§ **Task description**:
Leave out the pictures and copy everything else in the entries exactly.

§ **Given information**:

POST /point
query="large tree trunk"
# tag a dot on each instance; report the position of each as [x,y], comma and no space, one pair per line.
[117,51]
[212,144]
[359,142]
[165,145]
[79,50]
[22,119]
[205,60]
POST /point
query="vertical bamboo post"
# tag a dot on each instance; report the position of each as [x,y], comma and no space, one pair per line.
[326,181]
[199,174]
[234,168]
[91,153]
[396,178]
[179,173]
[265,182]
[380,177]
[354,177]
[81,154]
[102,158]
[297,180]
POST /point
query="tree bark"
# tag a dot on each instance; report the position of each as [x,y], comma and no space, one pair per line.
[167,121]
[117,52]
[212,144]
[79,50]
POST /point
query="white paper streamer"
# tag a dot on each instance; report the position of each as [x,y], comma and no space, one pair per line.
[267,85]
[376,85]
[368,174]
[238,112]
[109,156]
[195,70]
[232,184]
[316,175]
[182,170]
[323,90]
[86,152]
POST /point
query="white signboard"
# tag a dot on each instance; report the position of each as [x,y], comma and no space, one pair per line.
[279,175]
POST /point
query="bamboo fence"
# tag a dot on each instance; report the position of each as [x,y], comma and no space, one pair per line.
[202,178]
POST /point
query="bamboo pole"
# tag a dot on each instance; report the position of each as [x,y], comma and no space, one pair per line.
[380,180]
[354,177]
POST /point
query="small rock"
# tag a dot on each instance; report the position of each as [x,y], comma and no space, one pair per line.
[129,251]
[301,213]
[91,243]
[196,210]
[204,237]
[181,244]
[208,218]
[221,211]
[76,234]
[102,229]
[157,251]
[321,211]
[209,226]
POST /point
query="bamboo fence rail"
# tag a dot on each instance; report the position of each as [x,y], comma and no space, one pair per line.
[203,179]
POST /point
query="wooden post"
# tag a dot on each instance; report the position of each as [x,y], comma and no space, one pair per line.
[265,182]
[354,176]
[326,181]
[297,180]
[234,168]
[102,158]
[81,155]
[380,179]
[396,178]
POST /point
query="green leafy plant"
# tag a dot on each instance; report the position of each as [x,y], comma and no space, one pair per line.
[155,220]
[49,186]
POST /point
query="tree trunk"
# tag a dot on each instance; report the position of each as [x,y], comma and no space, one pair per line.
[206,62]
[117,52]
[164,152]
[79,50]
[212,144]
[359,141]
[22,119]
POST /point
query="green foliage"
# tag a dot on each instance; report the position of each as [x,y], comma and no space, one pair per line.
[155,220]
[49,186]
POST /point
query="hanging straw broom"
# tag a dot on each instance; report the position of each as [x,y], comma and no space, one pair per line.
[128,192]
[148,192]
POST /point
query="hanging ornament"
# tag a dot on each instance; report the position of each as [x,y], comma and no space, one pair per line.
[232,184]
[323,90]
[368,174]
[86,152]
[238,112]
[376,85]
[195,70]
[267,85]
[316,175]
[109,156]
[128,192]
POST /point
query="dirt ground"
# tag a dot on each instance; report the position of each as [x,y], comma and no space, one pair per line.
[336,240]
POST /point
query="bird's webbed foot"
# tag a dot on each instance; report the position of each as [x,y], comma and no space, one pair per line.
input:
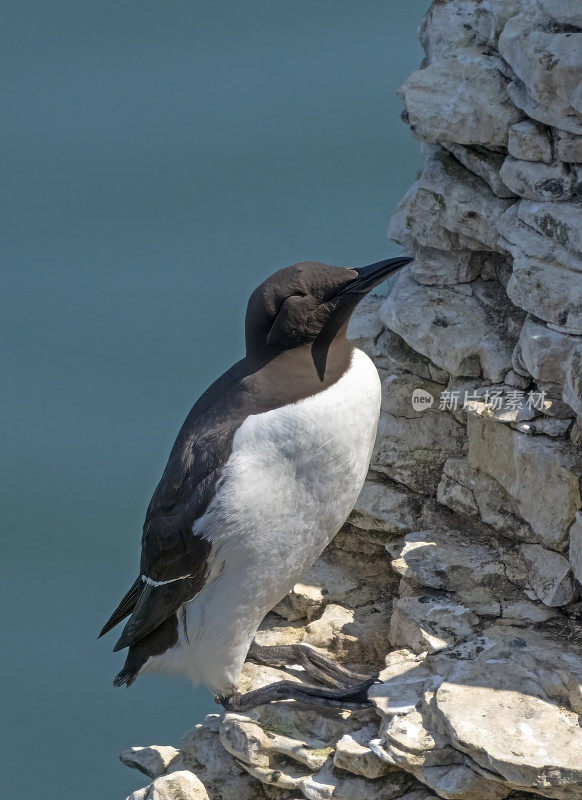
[352,697]
[315,664]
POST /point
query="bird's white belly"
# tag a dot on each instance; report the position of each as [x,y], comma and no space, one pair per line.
[293,477]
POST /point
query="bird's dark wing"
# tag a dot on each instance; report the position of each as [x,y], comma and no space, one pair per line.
[174,560]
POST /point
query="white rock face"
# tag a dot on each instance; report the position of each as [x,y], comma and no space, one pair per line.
[461,98]
[457,577]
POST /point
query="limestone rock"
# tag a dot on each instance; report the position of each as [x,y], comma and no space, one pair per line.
[153,761]
[435,267]
[490,16]
[428,623]
[573,379]
[540,474]
[243,738]
[450,329]
[446,27]
[386,507]
[550,113]
[355,637]
[365,326]
[535,180]
[497,714]
[412,445]
[565,12]
[461,98]
[547,267]
[471,492]
[448,208]
[323,583]
[474,571]
[548,573]
[180,785]
[549,63]
[484,163]
[353,754]
[544,352]
[529,141]
[576,547]
[568,147]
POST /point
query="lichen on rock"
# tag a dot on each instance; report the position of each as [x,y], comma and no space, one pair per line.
[458,575]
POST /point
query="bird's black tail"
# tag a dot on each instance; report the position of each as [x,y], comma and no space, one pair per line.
[124,608]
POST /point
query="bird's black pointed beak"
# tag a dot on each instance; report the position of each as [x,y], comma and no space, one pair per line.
[372,275]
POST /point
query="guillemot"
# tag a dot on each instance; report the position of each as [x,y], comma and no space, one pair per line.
[264,472]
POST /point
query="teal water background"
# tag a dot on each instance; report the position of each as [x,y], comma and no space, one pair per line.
[160,159]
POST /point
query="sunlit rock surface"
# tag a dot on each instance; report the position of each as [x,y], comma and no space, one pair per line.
[457,577]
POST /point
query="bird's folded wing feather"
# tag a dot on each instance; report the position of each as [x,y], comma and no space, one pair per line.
[174,560]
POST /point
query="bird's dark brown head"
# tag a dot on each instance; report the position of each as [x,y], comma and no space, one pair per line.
[308,303]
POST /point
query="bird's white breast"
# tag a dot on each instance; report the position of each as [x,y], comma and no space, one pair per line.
[293,477]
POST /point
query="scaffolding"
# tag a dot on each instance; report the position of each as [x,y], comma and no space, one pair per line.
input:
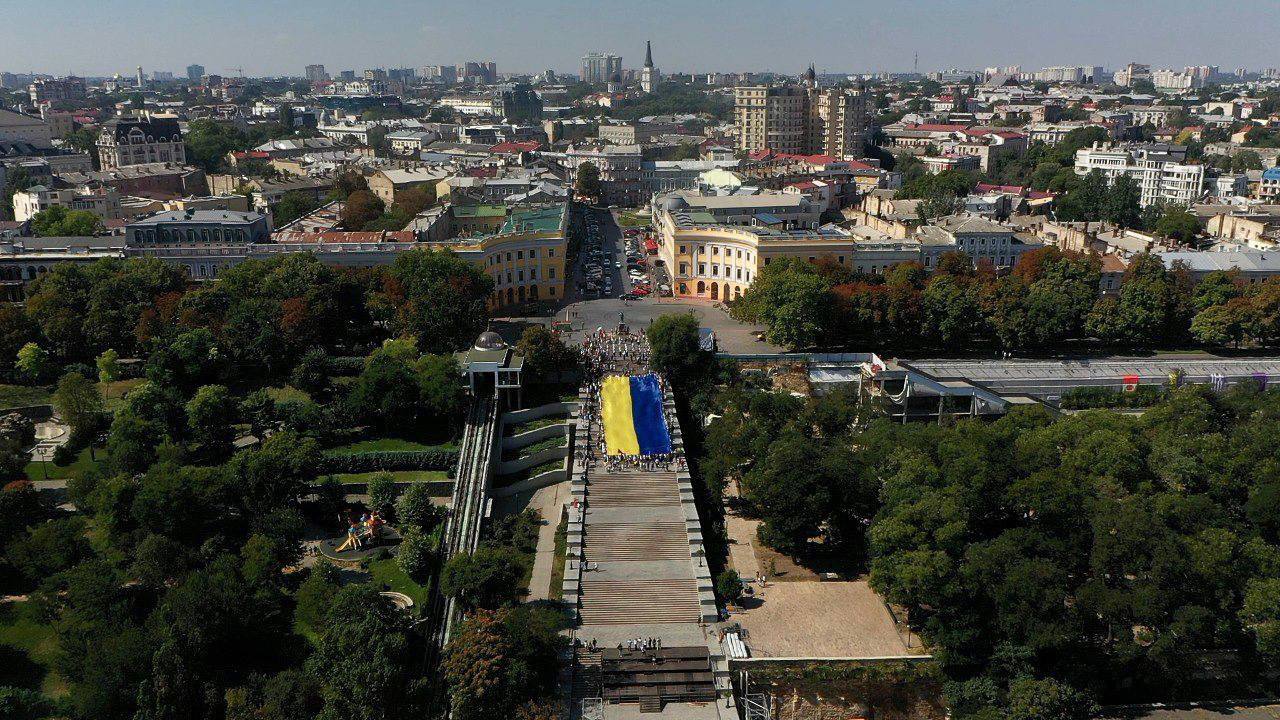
[593,709]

§ **Problem solution**:
POST /point
query="large tree trunk"
# tag a dot on each instance; report the position of each as [x,y], comma and no space, one pair per line.
[117,51]
[212,144]
[359,142]
[165,145]
[79,50]
[22,119]
[205,60]
POST /point
query="vertical bamboo post"
# tag a dot on each instance; report the position of each as [x,y], comma and no space, one pair per line.
[326,181]
[199,174]
[234,168]
[91,153]
[396,178]
[179,173]
[265,182]
[380,177]
[354,177]
[81,154]
[102,158]
[297,180]
POST /point
query="tree bark"
# tag a dot on each instance; report the position of each as [x,y], comma and no space, one pair per line.
[167,121]
[117,52]
[212,144]
[79,50]
POST /point
query="white paper streamer"
# tag a dot on each instance; report the position of each as [x,y], comma and no space, one pair per line.
[267,85]
[376,85]
[368,174]
[238,112]
[109,156]
[195,70]
[232,184]
[316,175]
[182,170]
[323,90]
[86,152]
POST /point
query="white signboard"
# tag a dot on each instance; report the position of each as [x,y], comma and no space, one pair per line.
[279,175]
POST /point
query="bamboo fence"
# tag a dot on each instance; report the position of each as [x,y], comma and no space, one pair per line.
[202,178]
POST /point
query="bamboo pole"
# tag a dot on each instance; report the position of each as [x,y], comma and no space, one pair per line.
[380,180]
[354,177]
POST /point
query="small rock"
# tag a dot on each instance; report the position of each as [x,y], comma and no space, one pair per line.
[129,251]
[301,213]
[91,243]
[196,210]
[204,237]
[181,244]
[208,218]
[221,211]
[76,234]
[102,229]
[157,251]
[321,211]
[209,226]
POST /point
query="bamboo fence rail"
# tag a dot on each instance; report the position of each as [x,y], comma and no space, one pair per line.
[203,179]
POST /point
query="wooden post"
# tag a dot on each instance; report the position of each as [x,y], comma and no space, one pair per line.
[265,182]
[354,176]
[326,181]
[297,180]
[234,168]
[102,158]
[81,155]
[380,179]
[396,178]
POST /point
query="green leafy plant"
# tag a dot on each instance; report the position of each as [x,y], comma and no space, one pair per line.
[155,220]
[49,186]
POST /point
query="tree trunk"
# tag a dot on each instance; report the position of each as [x,y], comma and no space, one pair per line.
[206,62]
[117,52]
[164,152]
[79,50]
[212,144]
[359,141]
[22,119]
POST /point
query="green foliage"
# tag a dot on each instance; report the position of each as [x,y], comma and no space, one pair per line.
[155,220]
[49,186]
POST /point
query="hanging straw broom"
# tag a dot on each instance; report the position of each as [x,y], comma and no space, one pair per line.
[128,192]
[148,192]
POST /point
query="hanging ornament"
# tag a dot on each instance; report the position of each as [x,y], comma and no space, one pair per line.
[232,184]
[323,90]
[368,174]
[86,152]
[238,112]
[376,85]
[195,70]
[267,85]
[316,175]
[109,156]
[128,192]
POST /point
query="dirt ground"
# tag a dot on each instance; report the position of each as [x,y], comma and no space, one pair per line.
[336,240]
POST /point
query="bird's webbed foot"
# tag a dot on each instance; report the position of each as [x,y], comma and no space, one pair per line.
input:
[352,697]
[315,664]
POST /point
query="bird's white belly"
# tag a dot on each instance; report the position of each as [x,y], comma and no space, one pair per line.
[293,477]
POST /point
query="bird's dark wing"
# tag a dot on each instance; report the position of each as [x,y], comma and no space, one pair per line.
[174,560]
POST /point
query="white rock face"
# tag a dot on each instance; report the position of each as [x,y], comma and no space, one pair per line.
[461,98]
[457,577]
POST /point
query="limestone rock"
# tag a dot on each instance; report the position of each as [x,y], comma and no space, one pair per line.
[153,761]
[435,267]
[490,16]
[428,623]
[573,379]
[540,474]
[243,738]
[450,329]
[446,27]
[386,507]
[550,113]
[355,637]
[365,326]
[535,180]
[497,714]
[412,445]
[565,12]
[461,98]
[547,267]
[471,492]
[448,208]
[323,583]
[474,571]
[548,573]
[180,785]
[549,63]
[484,163]
[353,754]
[544,352]
[529,141]
[576,547]
[568,147]
POST /point
query="lichen on rock"
# tag a dot on each instance; report the position of each as [x,y], comma and no space, one pair per line.
[458,575]
POST /point
query="bird's black tail"
# tag a dot on each instance; report the position of each as [x,y], comma and no space, one pair per line.
[124,608]
POST /point
query="bird's black pointed beak"
# tag a dot on each instance; report the position of each as [x,y], comma and no space, one pair per line.
[372,275]
POST /point
query="guillemot"
# tag a dot on each instance; report the position of each as [x,y], comma and no space, one pair per line.
[264,472]
POST /point
query="teal water background"
# tag a dot on each instance; report the position of each as [x,y], comma and no space, one pair per line.
[160,159]
POST /point
query="sunlit rock surface"
# tag a dot on each instance; report the position of each as [x,y], comma and no space, one pair per line.
[457,577]
POST /point
query="bird's folded wing feather"
# tag a dot on each instance; report the position of each as [x,y], comma and no space, one pair per line.
[174,560]
POST /point
query="bird's dark brown head"
# tag a dot on each instance; report the position of each as [x,y], comma and no space, one pair per line.
[308,303]
POST /point
query="bird's white breast"
# tag a dot on each instance; report the position of each as [x,y], comma and no space, one pair per line.
[293,477]
POST /point
query="scaffolding"
# tag a dot on each instance; report the position of each as [x,y], comma and no space, one pair per line.
input:
[593,709]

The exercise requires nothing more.